私も、娘が体操をしており、怪我なども良くします。最近では、メジャーリーガーの大谷選手の影響か野球もやり始めています。
そんな運動などをしている子どもたちの「痛み」や「しびれ」を子どもが訴えたとき、見過ごしてしまっていませんか?
特に成長期の子どもに起こる「コンパートメント症候群」は、適切な治療が遅れると深刻な後遺症を引き起こす可能性があります。本記事では、この疾患の原因や症状、治療法、予防策を分かりやすく解説します。
コンパートメント症候群とは?
筋肉や神経が筋膜に囲まれた「区画(コンパートメント)」の内部圧が上昇し、血流が阻害されることで筋肉や神経にダメージを与える疾患です。足を色分けした画像を下記に示しています。
骨折や打撲などでこの部分の圧力が高くなって、しまう怪我になります。
子どもに起こる特徴
- 小児の発症率は全体の10%未満と稀ですが、外傷や運動負荷がきっかけで発症することがあります。
- 特に成長期の子どもは骨や筋肉の発達段階にあるため、症状が進行しやすいのが特徴です。痺れや痛みが続くようであれば、すぐ医療機関に相談することをおすすめいたします。
どんな子どもが発症しやすい?
主な原因
- スポーツや運動
激しい運動や繰り返しの負荷がかかることで、慢性型コンパートメント症候群を引き起こすことがあります。陸上競技やサッカー、テニスなどで発症リスクが高いと言われています。 - 外傷
骨折や打撲などの怪我後に発症する急性型が一般的です。特に下腿(脛骨・腓骨)や前腕(橈骨・尺骨)の骨折後に起こりやすいです。 - 成長期特有の変化
骨や筋膜が成長に伴って柔軟性を失う場合があり、これが圧力の逃げ場を少なくする原因となることもあります。
────────────────────
作業内容: コンパートメント症候群の解説文では、小児の発症率は全体のどの程度とされていますか。
────────────────────
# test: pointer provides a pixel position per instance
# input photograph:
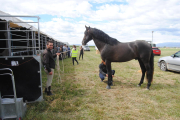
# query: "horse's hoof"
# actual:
(108, 87)
(147, 89)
────────────────────
解答欄: 全体の10%未満です。